» The request:
Beginning at the line that contains "Mark the dark" and ending at the last line of the entries, write out each line exactly; include nothing outside that span.

» Entries provided:
>> begin

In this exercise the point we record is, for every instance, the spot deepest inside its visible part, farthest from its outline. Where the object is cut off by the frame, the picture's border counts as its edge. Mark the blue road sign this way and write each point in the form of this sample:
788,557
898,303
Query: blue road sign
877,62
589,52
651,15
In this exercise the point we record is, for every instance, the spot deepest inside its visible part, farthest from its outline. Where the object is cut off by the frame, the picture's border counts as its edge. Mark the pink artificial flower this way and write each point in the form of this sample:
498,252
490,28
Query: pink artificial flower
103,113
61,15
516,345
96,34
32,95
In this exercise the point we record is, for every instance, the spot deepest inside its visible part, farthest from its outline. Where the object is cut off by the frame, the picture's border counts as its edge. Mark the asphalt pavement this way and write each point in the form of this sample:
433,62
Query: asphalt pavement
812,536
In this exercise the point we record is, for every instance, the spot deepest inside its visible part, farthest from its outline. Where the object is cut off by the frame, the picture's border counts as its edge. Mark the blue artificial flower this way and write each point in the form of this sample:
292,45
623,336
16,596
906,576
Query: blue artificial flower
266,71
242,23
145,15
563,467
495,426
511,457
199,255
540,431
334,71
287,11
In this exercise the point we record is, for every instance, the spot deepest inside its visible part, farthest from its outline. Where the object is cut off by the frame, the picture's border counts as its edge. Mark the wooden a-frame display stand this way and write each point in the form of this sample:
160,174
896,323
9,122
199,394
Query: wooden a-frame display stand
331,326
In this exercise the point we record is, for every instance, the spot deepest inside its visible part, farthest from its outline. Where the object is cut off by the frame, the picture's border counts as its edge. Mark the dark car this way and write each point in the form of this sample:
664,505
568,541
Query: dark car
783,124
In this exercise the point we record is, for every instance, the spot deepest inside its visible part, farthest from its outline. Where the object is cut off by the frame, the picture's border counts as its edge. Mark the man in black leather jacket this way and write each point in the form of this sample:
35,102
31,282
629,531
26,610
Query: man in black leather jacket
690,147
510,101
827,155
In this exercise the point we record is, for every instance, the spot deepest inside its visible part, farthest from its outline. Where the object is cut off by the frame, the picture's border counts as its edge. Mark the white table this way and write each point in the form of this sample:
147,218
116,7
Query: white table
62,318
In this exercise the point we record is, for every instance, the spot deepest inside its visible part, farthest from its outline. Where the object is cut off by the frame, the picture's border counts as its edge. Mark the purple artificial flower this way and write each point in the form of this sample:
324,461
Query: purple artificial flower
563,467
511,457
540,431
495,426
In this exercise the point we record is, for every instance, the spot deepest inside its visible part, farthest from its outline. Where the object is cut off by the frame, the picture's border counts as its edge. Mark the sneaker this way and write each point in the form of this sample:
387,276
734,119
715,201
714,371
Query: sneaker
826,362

>> end

» Finished task:
In this exercise the point we record is, for every instance, the spot deepest inside its visible part, farthest from its outline. Where the object is cut off by the frame, the picture's border counts as its edge. Mark the dark car this way and write each point in the form of this sample:
664,505
568,541
Query: dark car
783,124
In this exercise the point we record is, for every instance, the spot deepest inside its visible part, farthest from its outline. Where the object is cut off by the frame, the picture's border counts as its edge. Mark the man in black leather jacket this way and write each point in the form of this sample:
35,102
31,282
629,531
26,610
Query: man in black leather jacket
690,147
510,101
827,155
In this exercise the point we record is, for every instance, the spot deepest inside its visible part, farthest from its outline. Where the object is cut off by the frame, the picture's border counts as its edge. Mark the white table this way and write each point in the form of this sample:
147,218
116,7
Query: white table
62,318
In this exercise the point we record is, for every instance, the spot deepest inside its visible part, farthest from its outline. Where the object is cut off by the frame, the picture's border counts as its edge. Mark the purple artificial flower this way and write each point in the form of this sample:
324,461
Query: purple artificial flower
563,467
511,457
540,431
495,426
In this exercise the point we record is, for every instance, the spot deepest inside its visible part, farthest from its outline. Where the object is cut off by the frame, the picture's border counts as its edge. Mark the sneaker this way and write each point in the form of this sample:
387,276
734,119
715,201
714,371
Query: sneaker
826,362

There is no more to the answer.